## Source passage
>>>
At the bag level, nearly all attention-based MIL models achieve near-saturated performance, with AUC values consistently above 98\%. However, clear differences emerge at the instance level. 

In particular, introducing CIA module achieves a favorable balance across instance-level metrics, combining lower AUPC and higher AOPCR with competitive AUPRC and localization performance. Importantly, this reduction in AUPC is accompanied by consistent agreement with annotated metastatic regions, as evidenced by AUPRC and PG@5, rather than by degenerate sparsity or loss of localization. This suggests that counterfactual intervention in attention yields attention that is simultaneously globally consistent, spatially selective, and causally aligned with outcome without compromising slide-level performance. We note, however, that when CIA is combined with methods that already include strong attention-level regularization mechanisms, such as CLAM, careful tuning of the intervention strength might be required. In such cases, an overly strong causal regularization may interfere with existing attention constraints and lead to slight degradation in predictive performance. 


\input{tabs/res_c16_310}

\paragraph{Qualitative Attention Analysis.}

Fig.\ref{fig:heatmaps} provides a qualitative comparison of attention maps on representative crops from a metastatic Camelyon16 slide. The first row shows a metastatic region (red annotations), followed by the corresponding ABMIL, ACMIL and \ours attention overlays, while the second row displays a non-metastatic region. ABMIL exhibits more diffuse attention and assigns non-negligible attention to non-metastatic tissue. In contrast, ACMIL and \ours concentrate attention sharply within metastatic regions and suppress responses in non-metastatic areas. 

\begin{figure}[ht]
  \includegraphics[width=0.95\linewidth]{figs/heat_310.png}
  \caption{\textbf{Qualitative comparison of attention maps on a Camelyon16 WSI.} Attention is normalised with min-max slide within the slide for compared models: ABMIL, ACMIL, and \ours.}\label{fig:heatmaps}
  \vspace{-2.0em}
\end{figure}

\myparagraph{Why Still Use ResNet in the Era of Foundation Models?}
Although foundation models such as UNI \cite{chen2024uni} provide in-domain representations, we include ResNet50 \cite{he2016deep} pretrained on ImageNet \cite{ImageNet}  as a feature extractor. In fact, evaluating both out-of-domain and in-domain features allows us to disentangle the effect of representation learning from that of attention supervision. Also, the fact that \ours exhibits consistent faithfulness improvements across both ResNet50 and UNI demonstrates that the proposed counterfactual intervention is not tied to a specific representation space. Notably, while UNI generally yields higher absolute AUC values, attention faithfulness as measured by AUPC does not automatically improve with stronger foundation features. In some cases, certain configurations of MIL models can achieve the same performance or even slightly degraded with foundation models compared to generic representations, as in the example of DSMIL on the LUAD TP53 mutation prediction as reported in Table~\ref{tab:tcga_scores_rebuttal}. This further supports our central claim: improvements in representation power alone do not guarantee causally meaningful attention, and explicit counterfactual supervision of attention can help mitigate this issue.
<<<
## Tasks to complete
- a) List every MIL model that the MIL attention passage names.
- b) Substitute "slide level" for "bag level" and give the MIL attention passage between "At the bag level, nearly" and "the instance level.", inclusive.
The material after this point is separate from the MIL attention passage.

## Source material
>>>
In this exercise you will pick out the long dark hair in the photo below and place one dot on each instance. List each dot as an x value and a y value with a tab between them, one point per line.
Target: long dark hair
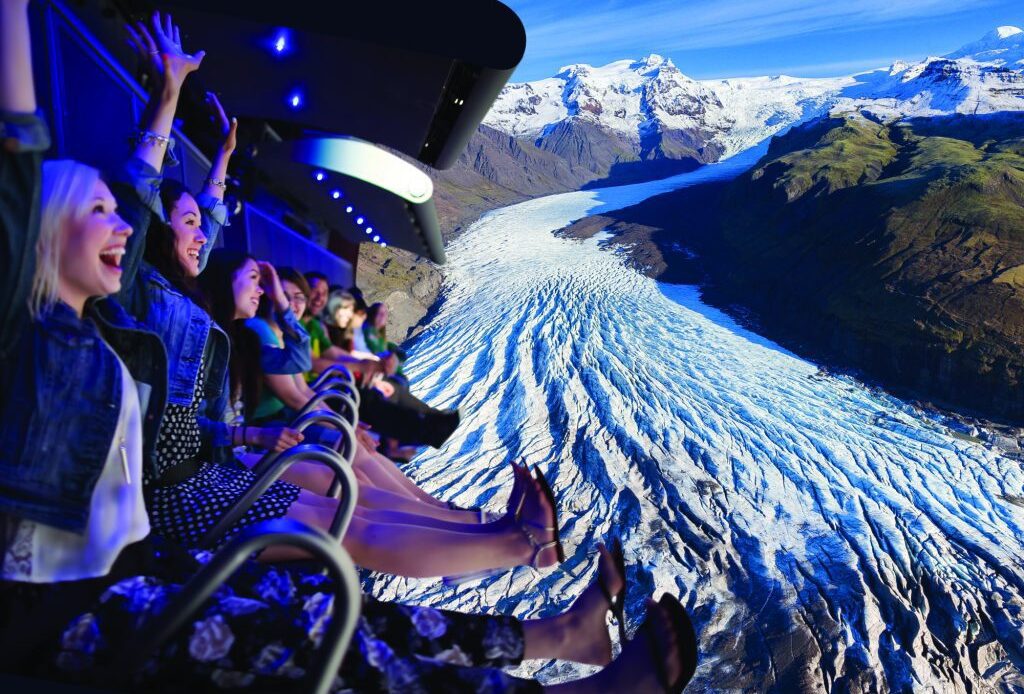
<<<
## Answer section
- a) ABMIL, ACMIL, CLAM, DSMIL

- b)
At the slide level, nearly all attention-based MIL models achieve near-saturated performance, with AUC values consistently above 98\%. However, clear differences emerge at the instance level.